There is software that can be installed on the media server or database server if utilities such as SQL dumps, Oracle RMAN, etc. are used. This approach increases the ingest rate by doing some of the deduplication work on servers on the networks, thus borrowing compute from somewhere else. The drawback is that this takes compute from the media or database server, pushing the bottleneck further up the chain. This approach does improve the ingest rate of dedicated inline deduplication appliances but has two shortcomings. The first shortcoming is that the media server or backup server will be slower since you have to install and run software on the media servers and production database servers. These appliances employ a more granular and aggressive algorithmic approach, which achieves a much higher deduplication ratio to save additional storage and bandwidth. When replication is turned on, the backups further slow down as replication competes for processor and memory along with deduplication, and if encryption is also turned on, performance drops yet again. The second shortcoming is that even though ingest will increase with the software add-ons, all data is still stored in deduplicated form, so for each restore, VM boot, or offsite tape copy request, data has to be rehydrated, a process that can take hours for a VM boot and days for an offsite tape copy. In other words, running software on media and database servers to increase ingest does not change the fact that all of the data is deduplicated and will need to go through the same time-consuming rehydration process for restore requests.

++++++++++

▶ REQUIRED TASK 1
Reproduce the passage on deduplication software in full, word for word.

Part of a data file
++++++++++

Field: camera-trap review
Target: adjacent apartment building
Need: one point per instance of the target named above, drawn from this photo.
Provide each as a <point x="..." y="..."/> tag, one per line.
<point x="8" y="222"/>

++++++++++

▶ REQUIRED TASK 2
Write out every line of the entries above, requests included, shifting each x and y coordinate in the point tags up by 55.

▶ WRITTEN REPLY 1
There is software that can be installed on the media server or database server if utilities such as SQL dumps, Oracle RMAN, etc. are used. This approach increases the ingest rate by doing some of the deduplication work on servers on the networks, thus borrowing compute from somewhere else. The drawback is that this takes compute from the media or database server, pushing the bottleneck further up the chain. This approach does improve the ingest rate of dedicated inline deduplication appliances but has two shortcomings. The first shortcoming is that the media server or backup server will be slower since you have to install and run software on the media servers and production database servers. These appliances employ a more granular and aggressive algorithmic approach, which achieves a much higher deduplication ratio to save additional storage and bandwidth. When replication is turned on, the backups further slow down as replication competes for processor and memory along with deduplication, and if encryption is also turned on, performance drops yet again. The second shortcoming is that even though ingest will increase with the software add-ons, all data is still stored in deduplicated form, so for each restore, VM boot, or offsite tape copy request, data has to be rehydrated, a process that can take hours for a VM boot and days for an offsite tape copy. In other words, running software on media and database servers to increase ingest does not change the fact that all of the data is deduplicated and will need to go through the same time-consuming rehydration process for restore requests.

▶ WRITTEN REPLY 2
Field: camera-trap review
Target: adjacent apartment building
Need: one point per instance of the target named above, drawn from this photo.
Provide each as a <point x="..." y="..."/> tag, one per line.
<point x="63" y="277"/>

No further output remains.